- [Required work] Change "outline" to "contour" in the entries from the line containing "background --coords pixels" through the end of the entries, and reproduce those lines with everything else unchanged.

───── Data for this task ─────

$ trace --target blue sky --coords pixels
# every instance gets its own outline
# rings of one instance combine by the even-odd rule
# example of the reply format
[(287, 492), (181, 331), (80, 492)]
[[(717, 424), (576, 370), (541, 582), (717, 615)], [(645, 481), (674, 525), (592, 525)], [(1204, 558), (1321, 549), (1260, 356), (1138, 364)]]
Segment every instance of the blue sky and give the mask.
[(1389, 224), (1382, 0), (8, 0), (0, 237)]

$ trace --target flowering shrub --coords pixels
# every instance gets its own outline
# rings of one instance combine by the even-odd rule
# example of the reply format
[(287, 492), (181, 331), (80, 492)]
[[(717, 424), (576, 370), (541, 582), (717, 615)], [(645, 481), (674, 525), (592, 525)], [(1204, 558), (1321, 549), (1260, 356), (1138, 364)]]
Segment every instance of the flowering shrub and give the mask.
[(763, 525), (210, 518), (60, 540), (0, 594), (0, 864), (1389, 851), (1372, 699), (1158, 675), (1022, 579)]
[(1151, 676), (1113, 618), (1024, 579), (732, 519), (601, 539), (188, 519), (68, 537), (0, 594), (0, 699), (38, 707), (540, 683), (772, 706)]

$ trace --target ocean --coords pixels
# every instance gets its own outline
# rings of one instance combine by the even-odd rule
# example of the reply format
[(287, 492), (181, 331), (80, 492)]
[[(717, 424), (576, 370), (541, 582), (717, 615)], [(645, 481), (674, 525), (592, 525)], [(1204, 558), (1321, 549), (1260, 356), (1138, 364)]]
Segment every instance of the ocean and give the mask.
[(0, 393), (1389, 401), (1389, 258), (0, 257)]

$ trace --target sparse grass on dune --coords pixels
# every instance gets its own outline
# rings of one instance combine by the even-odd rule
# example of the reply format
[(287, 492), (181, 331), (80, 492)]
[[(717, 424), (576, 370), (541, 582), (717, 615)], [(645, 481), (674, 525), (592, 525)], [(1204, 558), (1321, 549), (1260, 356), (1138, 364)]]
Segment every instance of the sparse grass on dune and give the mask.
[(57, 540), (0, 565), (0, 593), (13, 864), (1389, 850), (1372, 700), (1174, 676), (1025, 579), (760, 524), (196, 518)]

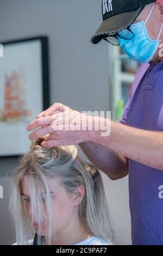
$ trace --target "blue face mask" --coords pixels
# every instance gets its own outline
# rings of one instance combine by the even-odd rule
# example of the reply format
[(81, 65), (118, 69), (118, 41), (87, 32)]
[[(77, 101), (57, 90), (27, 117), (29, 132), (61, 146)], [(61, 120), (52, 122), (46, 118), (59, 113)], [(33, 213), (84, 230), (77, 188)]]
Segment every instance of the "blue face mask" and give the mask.
[[(119, 43), (123, 51), (134, 60), (142, 63), (151, 60), (157, 51), (159, 43), (161, 41), (159, 39), (163, 27), (163, 23), (157, 40), (152, 40), (150, 38), (146, 27), (146, 23), (154, 5), (155, 4), (153, 5), (145, 22), (137, 22), (130, 27), (130, 30), (134, 34), (134, 36), (132, 39), (127, 40), (118, 37)], [(128, 31), (125, 29), (119, 32), (118, 34), (123, 38), (129, 38), (129, 33), (130, 32)]]

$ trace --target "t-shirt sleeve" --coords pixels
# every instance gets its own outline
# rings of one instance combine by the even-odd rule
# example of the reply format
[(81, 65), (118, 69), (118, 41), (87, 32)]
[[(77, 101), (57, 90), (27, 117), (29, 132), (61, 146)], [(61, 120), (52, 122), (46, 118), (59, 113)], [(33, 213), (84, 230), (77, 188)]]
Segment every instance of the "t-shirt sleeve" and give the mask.
[(121, 123), (122, 124), (126, 124), (126, 120), (127, 120), (127, 118), (128, 116), (128, 113), (129, 109), (130, 106), (130, 103), (131, 103), (132, 98), (133, 97), (133, 95), (135, 92), (135, 90), (140, 82), (141, 81), (141, 78), (143, 76), (144, 74), (147, 70), (149, 66), (149, 64), (148, 63), (143, 64), (140, 66), (139, 69), (138, 70), (136, 74), (134, 81), (132, 84), (130, 94), (129, 94), (129, 99), (125, 106), (125, 108), (124, 108), (123, 113), (122, 115), (122, 117), (120, 120), (120, 123)]

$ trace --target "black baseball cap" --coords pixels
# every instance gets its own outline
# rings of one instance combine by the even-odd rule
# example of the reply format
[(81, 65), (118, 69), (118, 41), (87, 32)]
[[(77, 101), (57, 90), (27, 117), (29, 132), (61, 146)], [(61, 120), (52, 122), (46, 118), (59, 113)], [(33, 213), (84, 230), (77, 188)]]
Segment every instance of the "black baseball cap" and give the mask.
[(146, 5), (156, 0), (102, 0), (103, 22), (91, 39), (98, 44), (104, 37), (129, 27)]

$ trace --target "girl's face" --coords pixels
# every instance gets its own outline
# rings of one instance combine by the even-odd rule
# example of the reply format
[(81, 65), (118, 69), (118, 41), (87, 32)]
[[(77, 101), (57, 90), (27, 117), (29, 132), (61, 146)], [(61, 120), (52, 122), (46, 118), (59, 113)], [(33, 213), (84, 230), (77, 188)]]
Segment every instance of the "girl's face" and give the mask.
[[(48, 180), (48, 186), (50, 192), (53, 222), (56, 234), (66, 231), (73, 225), (73, 222), (78, 217), (78, 205), (81, 202), (81, 198), (84, 195), (84, 188), (79, 188), (79, 193), (68, 193), (61, 186), (61, 184), (54, 178)], [(33, 220), (33, 212), (30, 202), (30, 192), (28, 179), (25, 179), (22, 184), (21, 191), (23, 203), (25, 204), (28, 215), (36, 232), (40, 235), (45, 236), (47, 234), (48, 221), (46, 216), (46, 191), (41, 193), (45, 220), (39, 224), (37, 220)], [(41, 234), (39, 234), (39, 225), (41, 227)]]

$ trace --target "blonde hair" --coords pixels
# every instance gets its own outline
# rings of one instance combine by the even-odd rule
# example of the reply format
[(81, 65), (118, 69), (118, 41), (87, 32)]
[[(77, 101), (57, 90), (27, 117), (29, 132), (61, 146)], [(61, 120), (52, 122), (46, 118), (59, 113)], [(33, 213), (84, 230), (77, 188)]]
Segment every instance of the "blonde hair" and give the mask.
[[(33, 237), (35, 233), (21, 196), (22, 183), (27, 178), (31, 192), (33, 218), (37, 215), (39, 221), (43, 217), (39, 197), (43, 190), (46, 192), (49, 223), (47, 243), (51, 244), (55, 228), (52, 224), (47, 179), (53, 177), (58, 178), (69, 193), (74, 193), (77, 187), (84, 186), (85, 195), (78, 205), (80, 220), (85, 229), (95, 236), (103, 238), (108, 243), (114, 242), (114, 233), (99, 170), (80, 158), (77, 145), (45, 149), (40, 145), (44, 137), (41, 137), (31, 142), (29, 150), (20, 157), (18, 167), (12, 177), (10, 208), (15, 221), (17, 244), (27, 245), (28, 240)], [(41, 244), (40, 239), (38, 243)]]

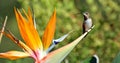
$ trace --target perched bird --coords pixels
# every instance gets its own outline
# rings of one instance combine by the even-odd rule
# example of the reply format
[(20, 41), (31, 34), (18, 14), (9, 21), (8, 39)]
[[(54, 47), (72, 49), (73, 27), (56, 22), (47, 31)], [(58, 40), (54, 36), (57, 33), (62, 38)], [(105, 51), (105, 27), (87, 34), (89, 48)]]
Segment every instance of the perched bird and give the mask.
[(83, 21), (83, 33), (88, 31), (92, 27), (92, 19), (88, 12), (83, 13), (84, 21)]

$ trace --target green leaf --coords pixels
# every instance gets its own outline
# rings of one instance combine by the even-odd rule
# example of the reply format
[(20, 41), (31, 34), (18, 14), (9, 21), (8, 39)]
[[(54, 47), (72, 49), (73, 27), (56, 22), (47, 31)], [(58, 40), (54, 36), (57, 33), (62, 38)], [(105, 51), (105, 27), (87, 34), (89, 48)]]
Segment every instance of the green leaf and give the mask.
[(0, 30), (0, 43), (1, 43), (1, 40), (2, 40), (2, 36), (3, 36), (3, 32), (5, 30), (5, 26), (6, 26), (6, 22), (7, 22), (7, 16), (5, 17), (5, 21), (3, 23), (3, 26), (2, 26), (2, 30)]
[(112, 63), (120, 63), (120, 52), (117, 54), (117, 56), (114, 58)]
[[(91, 27), (91, 29), (93, 27)], [(74, 40), (70, 44), (67, 44), (66, 46), (63, 46), (63, 47), (61, 47), (61, 48), (59, 48), (59, 49), (49, 53), (45, 58), (42, 59), (42, 62), (43, 63), (60, 63), (61, 61), (63, 61), (63, 59), (88, 34), (88, 32), (91, 31), (91, 29), (89, 29), (87, 32), (82, 34), (80, 37), (78, 37), (76, 40)]]

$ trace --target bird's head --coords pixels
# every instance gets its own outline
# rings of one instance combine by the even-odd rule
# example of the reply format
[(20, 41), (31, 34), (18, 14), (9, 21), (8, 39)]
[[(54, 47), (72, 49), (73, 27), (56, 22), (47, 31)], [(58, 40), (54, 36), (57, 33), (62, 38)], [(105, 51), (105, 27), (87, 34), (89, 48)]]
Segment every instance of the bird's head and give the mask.
[(88, 12), (84, 12), (84, 13), (83, 13), (83, 16), (84, 16), (84, 20), (86, 20), (86, 19), (89, 18), (89, 13), (88, 13)]

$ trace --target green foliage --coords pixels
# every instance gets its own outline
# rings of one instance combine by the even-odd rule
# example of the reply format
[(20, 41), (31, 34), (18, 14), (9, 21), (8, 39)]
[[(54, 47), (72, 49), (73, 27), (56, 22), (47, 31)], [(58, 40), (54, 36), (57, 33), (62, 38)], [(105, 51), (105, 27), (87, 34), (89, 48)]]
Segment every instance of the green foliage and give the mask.
[(120, 53), (117, 54), (112, 63), (120, 63)]
[[(1, 1), (4, 3), (4, 1)], [(5, 3), (7, 4), (8, 2)], [(57, 27), (55, 38), (74, 30), (67, 40), (61, 42), (56, 46), (55, 49), (62, 47), (82, 33), (82, 21), (83, 17), (81, 14), (88, 11), (93, 19), (95, 25), (94, 30), (77, 45), (76, 48), (69, 54), (66, 58), (68, 63), (80, 63), (80, 61), (88, 58), (91, 54), (96, 53), (100, 58), (100, 63), (111, 63), (113, 58), (119, 51), (120, 48), (120, 1), (119, 0), (16, 0), (9, 4), (14, 3), (17, 8), (24, 8), (32, 6), (37, 23), (37, 30), (41, 35), (43, 35), (43, 30), (54, 10), (57, 10)], [(15, 4), (17, 3), (17, 4)], [(12, 5), (13, 6), (13, 5)], [(14, 7), (13, 6), (13, 7)], [(5, 6), (6, 7), (6, 6)], [(8, 6), (9, 8), (10, 6)], [(10, 7), (11, 8), (11, 7)], [(4, 6), (2, 10), (4, 9)], [(1, 9), (0, 9), (1, 10)], [(10, 9), (9, 9), (10, 10)], [(12, 13), (14, 13), (13, 8), (11, 8)], [(8, 10), (5, 10), (8, 11)], [(4, 10), (2, 12), (5, 12)], [(9, 12), (11, 13), (11, 11)], [(4, 14), (4, 15), (8, 15)], [(3, 16), (4, 16), (3, 15)], [(1, 15), (0, 15), (1, 16)], [(10, 17), (14, 14), (10, 14)], [(7, 29), (10, 29), (18, 38), (20, 37), (19, 30), (17, 29), (16, 20), (14, 18), (9, 18)], [(11, 25), (12, 24), (12, 25)], [(1, 25), (0, 25), (1, 26)], [(5, 40), (6, 39), (6, 40)], [(5, 44), (5, 45), (4, 45)], [(18, 49), (17, 46), (10, 42), (9, 39), (3, 37), (2, 43), (0, 44), (0, 52), (5, 52), (11, 49)], [(22, 61), (23, 59), (20, 59)], [(28, 60), (28, 59), (24, 59)], [(14, 63), (14, 61), (6, 61), (5, 59), (0, 59), (0, 62), (4, 63)], [(5, 62), (6, 61), (6, 62)], [(15, 62), (19, 63), (19, 62)], [(32, 63), (27, 62), (26, 63)], [(63, 61), (65, 63), (65, 61)]]

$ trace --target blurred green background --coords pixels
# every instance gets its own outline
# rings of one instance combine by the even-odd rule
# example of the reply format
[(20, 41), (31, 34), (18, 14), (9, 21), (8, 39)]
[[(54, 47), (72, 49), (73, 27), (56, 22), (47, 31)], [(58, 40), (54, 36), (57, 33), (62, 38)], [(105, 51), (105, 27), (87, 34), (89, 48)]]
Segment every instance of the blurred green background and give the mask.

─────

- [Output of the exercise]
$ trace --target blurred green background --coords pixels
# every instance gets its own contour
# rings of one instance combine by the even-odd rule
# example of the reply format
[(20, 41), (31, 34), (18, 14), (9, 21), (8, 39)]
[[(54, 47), (72, 49), (73, 27), (56, 22), (47, 31)], [(58, 40), (54, 36), (57, 33), (62, 38)], [(105, 51), (105, 27), (87, 34), (89, 48)]]
Segment every instance of the blurred green background and give the mask.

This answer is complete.